- Direction A
Reproduce the Voronoi note below in full, word for word.
Begin Document text
# Calculating Voronoi Nodes

This note documents a general approach to calculating the location of Voronoi nodes for point, segment, and arc geometric entities. This is a part of my work for developing CAM software for my CNC machine.

In a Voronoi diagram, nodes (or vertices) are points that are equidistant from three or more entities (points, lines, arcs, etc.). In most Voronoi literature, these entities are typically called "sites" or "generators".

A bisector edge connecting two nodes separates two sites, and all points on that bisector are equidistant from the two sites.

In implementations, nodes may be restricted to 3 bisector edges. In cases where the node actually has more bisectors, the diagram may be represented by nodes connected with zero-length segment. At output time, the implementation may then collapse these coincident nodes into nodes with an arbitrary number of edges.

For best numerical stability, Voronoi nodes are calculated based on the three defining geometric sites, not by attempting to interset bisectors. For implementing a node solver, there are four cases to consider:

• Line, line, line
• Line, line, arc
• Line, arc, arc
• Arc, arc, arc

(Note that points are merely zero-radius arcs).

However, there are a number of degenerate cases to consider. When each degenerate case is considered for each of the four cases above, the implementation combinatorics can get daunting. This note describes a general node-solving approach, that handles all degenerate cases.

## Line and Arc Equations

For segments, we use the approach of first adding all segment end-points, then the supporting line is added and used to calculate node distances. In this case, a line can be defined as:

aix + biy + ci = 0

And an offset of the line may be defined as:

aix + biy + ci + kit = 0

Where ki is the offset direction (1 or -1) and t is the offset distance. Note that the line coefficients must be normalized such that $a_i^2 + b_i^2 = 1$ or kit will not represent the correct offset distance.
End Document text
- Direction B
Pull out every line of the records that contains the string "wire". Case counts.
Begin Input data
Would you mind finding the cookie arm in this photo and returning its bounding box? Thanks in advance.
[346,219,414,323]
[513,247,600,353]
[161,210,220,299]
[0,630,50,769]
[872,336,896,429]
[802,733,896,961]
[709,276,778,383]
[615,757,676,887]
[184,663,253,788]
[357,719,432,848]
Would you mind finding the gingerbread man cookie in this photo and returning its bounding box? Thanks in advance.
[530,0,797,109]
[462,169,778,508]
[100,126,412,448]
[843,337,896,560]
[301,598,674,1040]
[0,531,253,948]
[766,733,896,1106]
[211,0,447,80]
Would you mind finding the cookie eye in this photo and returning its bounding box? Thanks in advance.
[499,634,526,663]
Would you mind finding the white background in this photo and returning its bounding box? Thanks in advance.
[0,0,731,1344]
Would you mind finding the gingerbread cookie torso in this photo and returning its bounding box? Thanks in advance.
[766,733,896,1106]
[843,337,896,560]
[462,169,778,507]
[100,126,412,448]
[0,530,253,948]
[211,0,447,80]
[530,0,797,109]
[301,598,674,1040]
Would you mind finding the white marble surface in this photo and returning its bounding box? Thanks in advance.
End Input data
Begin Input data
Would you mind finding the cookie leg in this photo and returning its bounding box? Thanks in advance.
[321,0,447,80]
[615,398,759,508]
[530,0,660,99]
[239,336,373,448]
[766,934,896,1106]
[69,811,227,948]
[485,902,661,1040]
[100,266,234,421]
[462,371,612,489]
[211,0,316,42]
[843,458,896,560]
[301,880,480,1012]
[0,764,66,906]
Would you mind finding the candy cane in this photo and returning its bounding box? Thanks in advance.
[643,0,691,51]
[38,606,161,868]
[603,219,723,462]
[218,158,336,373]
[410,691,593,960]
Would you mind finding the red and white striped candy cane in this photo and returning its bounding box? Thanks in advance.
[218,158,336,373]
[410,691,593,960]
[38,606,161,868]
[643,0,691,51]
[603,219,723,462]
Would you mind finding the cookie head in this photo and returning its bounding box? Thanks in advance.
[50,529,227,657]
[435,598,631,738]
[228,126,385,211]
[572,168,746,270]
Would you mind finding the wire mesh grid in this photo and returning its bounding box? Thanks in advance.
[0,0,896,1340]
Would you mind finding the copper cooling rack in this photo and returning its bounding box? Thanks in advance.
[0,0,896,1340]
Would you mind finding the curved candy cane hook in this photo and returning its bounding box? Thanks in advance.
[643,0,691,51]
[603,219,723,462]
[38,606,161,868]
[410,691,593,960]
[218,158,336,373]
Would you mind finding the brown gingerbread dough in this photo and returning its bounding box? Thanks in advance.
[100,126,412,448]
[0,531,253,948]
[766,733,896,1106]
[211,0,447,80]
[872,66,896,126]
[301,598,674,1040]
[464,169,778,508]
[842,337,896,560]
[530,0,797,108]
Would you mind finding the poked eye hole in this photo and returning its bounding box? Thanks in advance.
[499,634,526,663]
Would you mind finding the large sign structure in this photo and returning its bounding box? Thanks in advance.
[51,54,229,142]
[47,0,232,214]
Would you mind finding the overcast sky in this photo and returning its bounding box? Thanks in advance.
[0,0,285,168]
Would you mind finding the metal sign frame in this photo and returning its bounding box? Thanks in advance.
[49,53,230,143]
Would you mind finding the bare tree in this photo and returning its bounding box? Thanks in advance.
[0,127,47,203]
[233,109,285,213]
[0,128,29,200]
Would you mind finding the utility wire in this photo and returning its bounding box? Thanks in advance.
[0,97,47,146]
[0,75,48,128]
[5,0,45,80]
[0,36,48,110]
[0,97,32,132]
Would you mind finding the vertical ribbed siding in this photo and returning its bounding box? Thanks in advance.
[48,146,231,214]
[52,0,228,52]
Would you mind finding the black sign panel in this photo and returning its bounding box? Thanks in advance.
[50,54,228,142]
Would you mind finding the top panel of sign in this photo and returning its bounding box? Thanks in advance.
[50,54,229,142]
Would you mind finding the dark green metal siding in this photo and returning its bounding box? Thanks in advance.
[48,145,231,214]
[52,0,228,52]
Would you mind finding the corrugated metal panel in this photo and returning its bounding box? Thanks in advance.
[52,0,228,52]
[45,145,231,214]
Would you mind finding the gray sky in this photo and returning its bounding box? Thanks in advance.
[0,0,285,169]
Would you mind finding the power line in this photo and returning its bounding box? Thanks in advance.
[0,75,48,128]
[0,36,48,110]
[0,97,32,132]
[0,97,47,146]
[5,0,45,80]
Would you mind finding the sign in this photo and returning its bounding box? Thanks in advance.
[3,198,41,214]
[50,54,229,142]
End Input data
Begin Input data
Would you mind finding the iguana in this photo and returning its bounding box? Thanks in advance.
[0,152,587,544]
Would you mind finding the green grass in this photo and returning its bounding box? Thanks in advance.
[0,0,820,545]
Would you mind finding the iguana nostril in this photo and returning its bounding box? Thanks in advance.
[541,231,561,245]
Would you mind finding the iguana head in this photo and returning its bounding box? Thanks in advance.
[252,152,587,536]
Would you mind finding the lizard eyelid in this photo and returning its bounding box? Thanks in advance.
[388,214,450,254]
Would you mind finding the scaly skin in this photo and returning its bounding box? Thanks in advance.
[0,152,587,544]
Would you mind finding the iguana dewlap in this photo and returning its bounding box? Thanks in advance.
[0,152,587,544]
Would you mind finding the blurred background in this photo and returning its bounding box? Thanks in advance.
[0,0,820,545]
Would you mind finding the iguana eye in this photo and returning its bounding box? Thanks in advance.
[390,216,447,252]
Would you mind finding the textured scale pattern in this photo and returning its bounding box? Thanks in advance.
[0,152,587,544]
End Input data
- Task output A
# Calculating Voronoi Nodes

This note documents a general approach to calculating the location of Voronoi nodes for point, segment, and arc geometric entities. This is a part of my work for developing CAM software for my CNC machine.

In a Voronoi diagram, nodes (or vertices) are points that are equidistant from three or more entities (points, lines, arcs, etc.). In most Voronoi literature, these entities are typically called "sites" or "generators".

A bisector edge connecting two nodes separates two sites, and all points on that bisector are equidistant from the two sites.

In implementations, nodes may be restricted to 3 bisector edges. In cases where the node actually has more bisectors, the diagram may be represented by nodes connected with zero-length segment. At output time, the implementation may then collapse these coincident nodes into nodes with an arbitrary number of edges.

For best numerical stability, Voronoi nodes are calculated based on the three defining geometric sites, not by attempting to interset bisectors. For implementing a node solver, there are four cases to consider:

• Line, line, line
• Line, line, arc
• Line, arc, arc
• Arc, arc, arc

(Note that points are merely zero-radius arcs).

However, there are a number of degenerate cases to consider. When each degenerate case is considered for each of the four cases above, the implementation combinatorics can get daunting. This note describes a general node-solving approach, that handles all degenerate cases.

## Line and Arc Equations

For segments, we use the approach of first adding all segment end-points, then the supporting line is added and used to calculate node distances. In this case, a line can be defined as:

aix + biy + ci = 0

And an offset of the line may be defined as:

aix + biy + ci + kit = 0

Where ki is the offset direction (1 or -1) and t is the offset distance. Note that the line coefficients must be normalized such that $a_i^2 + b_i^2 = 1$ or kit will not represent the correct offset distance.

- Task output B
Would you mind finding the wire mesh grid in this photo and returning its bounding box? Thanks in advance.
Would you mind finding the utility wire in this photo and returning its bounding box? Thanks in advance.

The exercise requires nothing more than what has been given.